*What you need to do*
Rewrite every row below, replacing each "Someone flagged" with "Someone marked" and leaving all other text unchanged.

*Extracted information*
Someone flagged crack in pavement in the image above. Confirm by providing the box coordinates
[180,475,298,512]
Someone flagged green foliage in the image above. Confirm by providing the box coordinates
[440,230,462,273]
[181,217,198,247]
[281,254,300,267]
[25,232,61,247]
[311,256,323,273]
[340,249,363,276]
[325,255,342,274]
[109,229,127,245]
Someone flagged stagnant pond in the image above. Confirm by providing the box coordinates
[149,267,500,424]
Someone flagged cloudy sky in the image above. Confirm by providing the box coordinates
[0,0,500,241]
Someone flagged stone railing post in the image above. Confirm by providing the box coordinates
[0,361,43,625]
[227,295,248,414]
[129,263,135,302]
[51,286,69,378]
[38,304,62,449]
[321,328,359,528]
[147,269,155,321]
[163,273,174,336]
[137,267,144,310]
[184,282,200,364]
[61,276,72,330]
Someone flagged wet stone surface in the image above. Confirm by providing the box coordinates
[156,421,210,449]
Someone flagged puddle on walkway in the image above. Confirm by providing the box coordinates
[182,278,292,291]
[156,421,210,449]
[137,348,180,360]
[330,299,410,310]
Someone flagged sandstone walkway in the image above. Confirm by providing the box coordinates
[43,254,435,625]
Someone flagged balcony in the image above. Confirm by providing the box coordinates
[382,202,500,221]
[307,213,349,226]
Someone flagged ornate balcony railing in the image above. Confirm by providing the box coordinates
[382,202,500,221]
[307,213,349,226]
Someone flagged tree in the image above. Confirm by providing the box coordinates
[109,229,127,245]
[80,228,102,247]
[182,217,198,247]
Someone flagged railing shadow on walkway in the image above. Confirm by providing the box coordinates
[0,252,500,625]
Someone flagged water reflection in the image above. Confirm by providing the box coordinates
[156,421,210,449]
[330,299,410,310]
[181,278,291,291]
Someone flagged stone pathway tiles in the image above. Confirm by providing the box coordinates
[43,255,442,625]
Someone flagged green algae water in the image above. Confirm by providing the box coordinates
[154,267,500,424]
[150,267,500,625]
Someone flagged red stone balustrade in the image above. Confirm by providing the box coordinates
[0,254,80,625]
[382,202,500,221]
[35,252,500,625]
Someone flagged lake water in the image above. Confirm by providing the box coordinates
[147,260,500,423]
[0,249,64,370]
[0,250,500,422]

*Reply to the task*
Someone marked crack in pavement in the image above. Confirm by providing the box coordinates
[180,475,298,512]
Someone marked green foliage in the image above. Confirm by providing the box coordinates
[440,230,462,273]
[181,217,198,247]
[281,254,300,267]
[25,232,61,247]
[311,256,323,273]
[340,249,363,276]
[325,255,342,274]
[109,229,127,245]
Someone marked stagnant pond in the image above. Confirm by providing the box coordinates
[149,267,500,424]
Someone marked cloudy sky in the image above. Confirm by providing the box coordinates
[0,0,500,241]
Someone marked stone railing post in the image above. Confirm by providing the box coordinates
[0,361,43,625]
[227,295,248,414]
[129,263,135,302]
[51,286,69,378]
[38,304,62,449]
[321,328,359,528]
[147,269,155,321]
[163,273,174,336]
[137,267,144,310]
[184,282,200,364]
[61,276,72,330]
Someone marked wet stone surface in the image above. Confirm by providing the box coordinates
[156,421,210,449]
Someone marked puddle on walkway in the image above. Confirm by providing the box coordinates
[182,278,292,291]
[156,421,210,449]
[137,348,180,360]
[330,299,410,310]
Someone marked sandstone walkway in the image above. Confirm by providing the box coordinates
[43,254,435,625]
Someone marked balcony in the image above. Confirm by providing the box coordinates
[382,202,500,221]
[307,213,349,226]
Someone marked ornate balcony railing in the image above. Confirm by providing the box coordinates
[382,202,500,221]
[307,213,349,226]
Someone marked tree in the image above. Confirm by providing the box coordinates
[109,229,127,245]
[80,228,102,247]
[182,217,198,247]
Someone marked railing shadow on walkway in the image above. Confirm by providing the box coordinates
[0,252,500,625]
Someone marked water reflection in the image above. Confirm by providing the box coordinates
[156,421,210,449]
[330,299,410,310]
[181,278,291,291]
Someone marked stone pathway tiles in the image above. Confirm by providing the box coordinates
[43,255,442,625]
Someone marked green algae water in the image above. Confirm by providing the box coordinates
[154,267,500,424]
[150,267,500,625]
Someone marked red stone balustrade in the image above. Confirm by providing the box coordinates
[0,254,80,625]
[382,202,500,221]
[35,252,500,625]
Someone marked lake water in the image above. Confirm by providing the box coordinates
[147,260,500,423]
[0,249,64,370]
[0,250,500,422]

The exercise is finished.